------ Given records

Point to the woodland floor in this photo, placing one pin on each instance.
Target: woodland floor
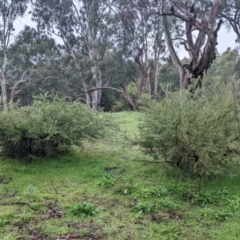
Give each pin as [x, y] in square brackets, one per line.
[111, 190]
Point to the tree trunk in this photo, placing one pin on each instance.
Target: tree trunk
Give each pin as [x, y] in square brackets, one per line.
[3, 81]
[87, 97]
[156, 82]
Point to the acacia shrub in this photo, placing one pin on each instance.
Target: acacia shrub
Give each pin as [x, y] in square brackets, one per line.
[49, 125]
[197, 134]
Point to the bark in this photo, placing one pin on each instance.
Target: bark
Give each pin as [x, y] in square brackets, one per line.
[3, 81]
[199, 61]
[123, 92]
[156, 82]
[15, 88]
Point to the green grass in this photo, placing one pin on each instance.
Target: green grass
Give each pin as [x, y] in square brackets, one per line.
[111, 190]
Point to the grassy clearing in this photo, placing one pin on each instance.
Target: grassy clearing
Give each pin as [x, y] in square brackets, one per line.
[111, 191]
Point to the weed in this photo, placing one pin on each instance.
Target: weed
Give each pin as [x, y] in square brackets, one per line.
[222, 216]
[126, 188]
[83, 209]
[108, 180]
[234, 204]
[170, 232]
[167, 204]
[154, 192]
[143, 208]
[207, 212]
[205, 198]
[31, 190]
[23, 218]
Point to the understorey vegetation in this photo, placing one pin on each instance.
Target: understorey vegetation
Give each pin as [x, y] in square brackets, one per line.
[49, 126]
[195, 133]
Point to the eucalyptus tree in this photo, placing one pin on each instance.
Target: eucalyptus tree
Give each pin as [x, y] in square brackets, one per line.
[82, 26]
[141, 37]
[29, 50]
[231, 13]
[198, 36]
[10, 12]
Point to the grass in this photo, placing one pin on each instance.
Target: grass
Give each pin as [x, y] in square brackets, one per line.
[111, 190]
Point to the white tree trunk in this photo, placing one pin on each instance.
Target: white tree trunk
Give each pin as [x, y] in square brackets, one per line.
[3, 82]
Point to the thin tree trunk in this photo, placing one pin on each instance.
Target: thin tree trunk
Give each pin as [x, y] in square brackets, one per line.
[3, 82]
[156, 82]
[87, 97]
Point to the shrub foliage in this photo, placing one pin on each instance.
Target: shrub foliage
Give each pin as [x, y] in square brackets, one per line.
[197, 134]
[50, 125]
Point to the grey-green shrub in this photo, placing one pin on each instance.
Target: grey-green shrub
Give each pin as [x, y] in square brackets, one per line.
[50, 125]
[195, 133]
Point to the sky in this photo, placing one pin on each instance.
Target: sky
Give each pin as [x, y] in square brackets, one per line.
[226, 38]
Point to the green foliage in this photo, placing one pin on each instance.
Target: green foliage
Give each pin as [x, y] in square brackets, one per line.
[167, 204]
[107, 181]
[144, 207]
[83, 209]
[195, 133]
[50, 125]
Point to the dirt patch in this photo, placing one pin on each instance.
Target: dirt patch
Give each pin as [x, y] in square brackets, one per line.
[90, 232]
[53, 212]
[37, 235]
[73, 236]
[175, 216]
[5, 179]
[111, 169]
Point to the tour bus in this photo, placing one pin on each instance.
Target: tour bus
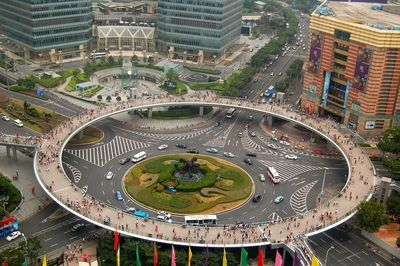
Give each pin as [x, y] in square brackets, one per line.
[273, 175]
[139, 156]
[97, 55]
[201, 219]
[230, 113]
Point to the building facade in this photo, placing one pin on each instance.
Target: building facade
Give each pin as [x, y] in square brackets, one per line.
[353, 67]
[194, 29]
[47, 29]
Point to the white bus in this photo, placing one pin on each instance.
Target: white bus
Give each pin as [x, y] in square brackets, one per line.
[273, 175]
[97, 55]
[139, 156]
[200, 219]
[230, 113]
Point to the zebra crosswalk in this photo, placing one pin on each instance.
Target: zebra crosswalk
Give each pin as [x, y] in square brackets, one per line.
[76, 174]
[101, 155]
[288, 171]
[298, 200]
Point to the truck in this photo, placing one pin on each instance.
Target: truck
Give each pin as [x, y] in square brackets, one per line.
[270, 91]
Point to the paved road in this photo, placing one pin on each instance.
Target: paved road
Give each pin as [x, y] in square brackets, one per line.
[301, 180]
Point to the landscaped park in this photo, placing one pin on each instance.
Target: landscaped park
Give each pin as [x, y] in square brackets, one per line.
[187, 184]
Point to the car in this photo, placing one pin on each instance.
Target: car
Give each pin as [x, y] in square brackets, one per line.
[164, 218]
[212, 150]
[251, 154]
[291, 157]
[248, 161]
[193, 150]
[109, 175]
[124, 161]
[164, 213]
[256, 198]
[278, 199]
[272, 146]
[118, 195]
[181, 145]
[229, 154]
[13, 235]
[163, 147]
[77, 227]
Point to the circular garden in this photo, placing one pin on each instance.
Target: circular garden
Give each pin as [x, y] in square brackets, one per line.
[188, 184]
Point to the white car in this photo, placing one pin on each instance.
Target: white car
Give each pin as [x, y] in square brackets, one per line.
[164, 213]
[109, 175]
[229, 154]
[163, 147]
[13, 235]
[291, 157]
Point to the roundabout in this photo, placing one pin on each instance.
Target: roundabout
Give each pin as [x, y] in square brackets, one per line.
[75, 198]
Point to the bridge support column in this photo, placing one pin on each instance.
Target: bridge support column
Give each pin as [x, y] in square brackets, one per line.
[201, 111]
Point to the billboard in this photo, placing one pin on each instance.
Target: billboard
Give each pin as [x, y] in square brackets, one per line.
[362, 68]
[314, 60]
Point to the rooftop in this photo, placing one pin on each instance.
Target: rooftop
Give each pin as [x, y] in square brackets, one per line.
[370, 14]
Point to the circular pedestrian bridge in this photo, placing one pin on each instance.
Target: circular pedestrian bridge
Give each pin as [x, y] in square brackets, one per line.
[52, 177]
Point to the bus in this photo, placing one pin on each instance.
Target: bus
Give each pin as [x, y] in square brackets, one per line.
[97, 55]
[273, 175]
[200, 219]
[8, 225]
[139, 156]
[230, 113]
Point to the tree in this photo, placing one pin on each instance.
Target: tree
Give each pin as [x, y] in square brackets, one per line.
[390, 141]
[371, 215]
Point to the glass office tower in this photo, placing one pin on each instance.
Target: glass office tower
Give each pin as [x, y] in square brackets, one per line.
[47, 28]
[193, 26]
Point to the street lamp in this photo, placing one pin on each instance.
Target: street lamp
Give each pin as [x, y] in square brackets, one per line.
[327, 252]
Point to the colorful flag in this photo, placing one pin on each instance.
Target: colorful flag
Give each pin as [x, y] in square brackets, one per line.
[116, 239]
[224, 260]
[314, 261]
[138, 263]
[155, 255]
[297, 259]
[278, 259]
[173, 262]
[118, 257]
[189, 256]
[243, 258]
[260, 257]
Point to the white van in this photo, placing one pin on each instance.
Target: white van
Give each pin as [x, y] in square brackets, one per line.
[18, 123]
[139, 156]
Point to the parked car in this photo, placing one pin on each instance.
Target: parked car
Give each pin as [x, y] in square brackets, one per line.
[163, 147]
[181, 145]
[109, 175]
[124, 161]
[256, 198]
[229, 154]
[248, 161]
[193, 150]
[212, 150]
[13, 235]
[278, 199]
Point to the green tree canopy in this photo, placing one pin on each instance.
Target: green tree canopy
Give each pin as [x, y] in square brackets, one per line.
[371, 215]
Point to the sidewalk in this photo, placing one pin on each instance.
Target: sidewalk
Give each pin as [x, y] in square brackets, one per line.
[26, 181]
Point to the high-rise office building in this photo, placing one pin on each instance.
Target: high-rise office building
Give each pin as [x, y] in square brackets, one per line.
[353, 66]
[47, 29]
[197, 29]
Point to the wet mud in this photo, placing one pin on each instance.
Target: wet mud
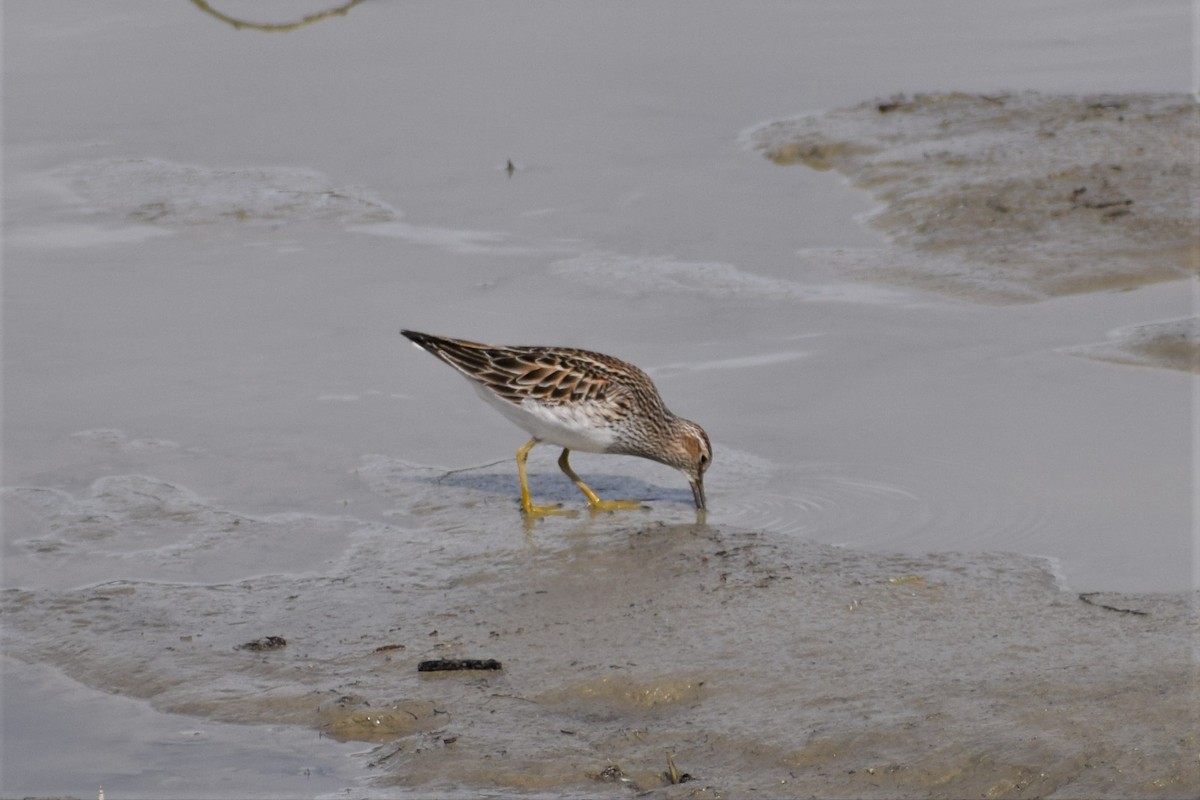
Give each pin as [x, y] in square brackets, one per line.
[635, 655]
[1015, 198]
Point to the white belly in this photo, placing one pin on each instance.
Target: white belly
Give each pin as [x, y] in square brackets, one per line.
[567, 426]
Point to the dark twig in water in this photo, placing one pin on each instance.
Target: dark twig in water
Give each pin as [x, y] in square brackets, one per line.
[265, 643]
[238, 24]
[451, 665]
[1087, 599]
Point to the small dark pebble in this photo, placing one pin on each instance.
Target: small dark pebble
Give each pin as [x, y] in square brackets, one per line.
[450, 665]
[265, 643]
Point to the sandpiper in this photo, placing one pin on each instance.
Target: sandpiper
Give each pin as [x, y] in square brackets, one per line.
[577, 400]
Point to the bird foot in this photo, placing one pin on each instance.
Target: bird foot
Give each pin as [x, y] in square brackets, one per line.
[616, 505]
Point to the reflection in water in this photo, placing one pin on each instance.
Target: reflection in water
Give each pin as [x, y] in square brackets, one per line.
[276, 28]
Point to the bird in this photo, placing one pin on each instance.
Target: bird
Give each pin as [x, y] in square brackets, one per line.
[577, 400]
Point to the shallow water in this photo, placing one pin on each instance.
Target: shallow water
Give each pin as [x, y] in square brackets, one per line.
[214, 433]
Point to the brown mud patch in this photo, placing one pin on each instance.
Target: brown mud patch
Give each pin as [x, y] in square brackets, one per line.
[756, 662]
[1015, 198]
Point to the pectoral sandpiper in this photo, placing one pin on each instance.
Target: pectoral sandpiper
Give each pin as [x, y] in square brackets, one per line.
[577, 400]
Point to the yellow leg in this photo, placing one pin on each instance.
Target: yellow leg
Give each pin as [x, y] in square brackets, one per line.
[594, 501]
[527, 505]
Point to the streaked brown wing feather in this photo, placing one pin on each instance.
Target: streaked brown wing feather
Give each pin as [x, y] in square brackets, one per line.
[552, 376]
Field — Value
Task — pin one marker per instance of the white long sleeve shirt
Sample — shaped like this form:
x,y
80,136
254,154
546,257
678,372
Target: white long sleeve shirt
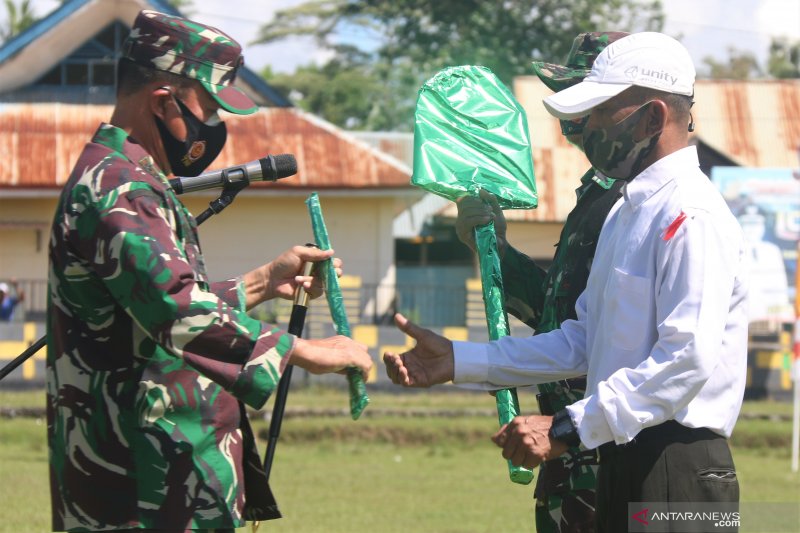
x,y
661,329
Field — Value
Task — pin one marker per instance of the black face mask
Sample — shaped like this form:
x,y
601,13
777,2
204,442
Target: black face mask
x,y
204,142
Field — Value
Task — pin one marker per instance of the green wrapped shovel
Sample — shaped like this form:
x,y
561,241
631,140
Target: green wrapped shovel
x,y
470,133
358,390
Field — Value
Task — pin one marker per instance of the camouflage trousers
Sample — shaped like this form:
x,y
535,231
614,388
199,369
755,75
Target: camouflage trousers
x,y
565,488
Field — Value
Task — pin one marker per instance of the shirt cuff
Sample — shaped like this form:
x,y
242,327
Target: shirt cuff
x,y
260,375
590,421
470,362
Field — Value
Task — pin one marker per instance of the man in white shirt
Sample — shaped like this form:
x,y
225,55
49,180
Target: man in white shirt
x,y
661,329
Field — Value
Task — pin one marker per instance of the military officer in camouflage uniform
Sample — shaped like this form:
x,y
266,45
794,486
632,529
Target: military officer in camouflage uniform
x,y
543,299
149,364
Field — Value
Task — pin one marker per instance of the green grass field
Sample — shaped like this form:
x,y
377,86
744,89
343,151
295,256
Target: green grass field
x,y
387,472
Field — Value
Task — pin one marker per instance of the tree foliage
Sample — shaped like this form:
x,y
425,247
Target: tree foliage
x,y
784,59
404,42
18,18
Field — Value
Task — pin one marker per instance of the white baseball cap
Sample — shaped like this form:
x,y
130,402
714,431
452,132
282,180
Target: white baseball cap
x,y
647,59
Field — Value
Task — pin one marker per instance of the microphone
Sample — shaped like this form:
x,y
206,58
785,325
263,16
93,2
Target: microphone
x,y
270,168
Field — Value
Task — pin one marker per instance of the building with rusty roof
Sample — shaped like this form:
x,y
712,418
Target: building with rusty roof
x,y
51,104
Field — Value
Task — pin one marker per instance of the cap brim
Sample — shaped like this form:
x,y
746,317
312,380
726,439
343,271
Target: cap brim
x,y
558,77
232,99
580,99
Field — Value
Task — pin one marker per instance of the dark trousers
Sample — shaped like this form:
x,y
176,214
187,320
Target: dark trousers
x,y
664,463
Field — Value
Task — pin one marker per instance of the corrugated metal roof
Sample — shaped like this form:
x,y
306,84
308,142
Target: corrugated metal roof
x,y
29,55
754,123
39,144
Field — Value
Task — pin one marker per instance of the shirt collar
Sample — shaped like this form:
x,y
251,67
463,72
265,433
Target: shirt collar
x,y
651,179
118,140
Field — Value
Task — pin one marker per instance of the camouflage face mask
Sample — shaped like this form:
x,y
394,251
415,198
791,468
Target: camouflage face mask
x,y
574,126
614,152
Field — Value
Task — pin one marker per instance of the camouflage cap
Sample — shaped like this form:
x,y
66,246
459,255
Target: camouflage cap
x,y
585,49
192,50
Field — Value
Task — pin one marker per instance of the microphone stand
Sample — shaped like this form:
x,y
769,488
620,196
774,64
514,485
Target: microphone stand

------------

**Work request**
Nothing should appear in the answer except the lines from the first line of the data through the line holding "Target: weed", exactly as written, with pictures left out.

**Answer**
Point to the woodland floor in this photo, placing one pin on each instance.
Target: woodland floor
Give each pin as [x, y] in square brackets, one per line.
[111, 190]
Point to the tree trunk in this photo, placing one pin on each instance.
Target: tree trunk
Give each pin as [x, y] in square brackets, one per line.
[3, 81]
[87, 97]
[156, 82]
Point to the acacia shrub in this photo, placing one pin on each instance.
Target: acacia shrub
Give each pin as [x, y] in square brackets, one per line.
[49, 125]
[197, 134]
Point to the bark in this photo, placing one pin on each instance.
Target: bark
Give each pin as [x, y] in square brackets, one per line.
[3, 81]
[199, 61]
[123, 92]
[156, 82]
[15, 88]
Point to the green grass in this photo, placing one pin on each instance.
Target: green grass
Give each pin as [x, y] in square brackets, one per line.
[111, 190]
Point to the grassy clearing in this photo, placing one pin on each instance.
Target: grassy clearing
Give each pin as [x, y] in square brackets, one per line.
[111, 191]
Point to the weed in this photo, placing one pin on each instance.
Target: weed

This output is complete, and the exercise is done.